SOURCE EXTRACT section start

The primary and secondary effects of SAT and VAT on facial aging have not yet been verified. Although VAT has no anatomic advantage over SAT, considering that the increase of WC is more closely related to the accumulation of VAT, we suggested that the excessive VAT accumulation might also be involved in the aggravation of facial aging through multiple pathophysiological processes [46]. One the other hand, several researchers considered that white adipose tissue (WAT) in SAT can be a beneficial therapeutic target for facial aging. Subcutaneous WAT have a thick ‘skin’ confronting with the down-regulating behavior of aging-regulated RNA [47, 48]. Among a pairwise age group comparisons, only a few immune- and inflammation-associated genes are found to be differentially regulated in the skin compared to the brain and blood, indicating that subcutaneous WAT performs a better immunomodulatory capacity with typical inflammaging signs [49].

SOURCE EXTRACT section end
PROVIDED MATERIAL section start

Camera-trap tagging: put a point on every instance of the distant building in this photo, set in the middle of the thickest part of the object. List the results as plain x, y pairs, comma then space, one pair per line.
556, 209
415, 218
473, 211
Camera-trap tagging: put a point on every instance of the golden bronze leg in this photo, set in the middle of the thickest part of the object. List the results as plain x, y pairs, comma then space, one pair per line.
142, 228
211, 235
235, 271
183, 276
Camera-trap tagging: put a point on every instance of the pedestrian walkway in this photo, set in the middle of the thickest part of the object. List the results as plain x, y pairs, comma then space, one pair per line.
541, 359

PROVIDED MATERIAL section end

▸ **COMPLETE THE FOLLOWING**:
- 1) In the passage on fat tissue and facial aging, what is the increase of WC said to be more closely related to?
- 2) Pick up the passage on fat tissue and facial aging after its final sentence and write the next few sentences.

▸ **PER-TASK OUTPUTS**:
- 1) The accumulation of VAT.

- 2)
In addition, factors affecting facial aging are also very diverse. Novel results revealed a detrimental effect of heavier smoking on facial aging [50]. Another nonlinear analysis indicated a potential threshold relationship between alcohol intake and telomere length [51]. But there is still no MR evidence showing alcohol consumption or other unhealthy lifestyles have any direct causality with facial aging. There is also little statistical evidence suggesting whether factors of low-quality life (like poverty, disability, long-term UV exposure or air pollution exposure), and mental health (including depression and anxiety) trigger facial aging. We will continue to conduct studies on these topics.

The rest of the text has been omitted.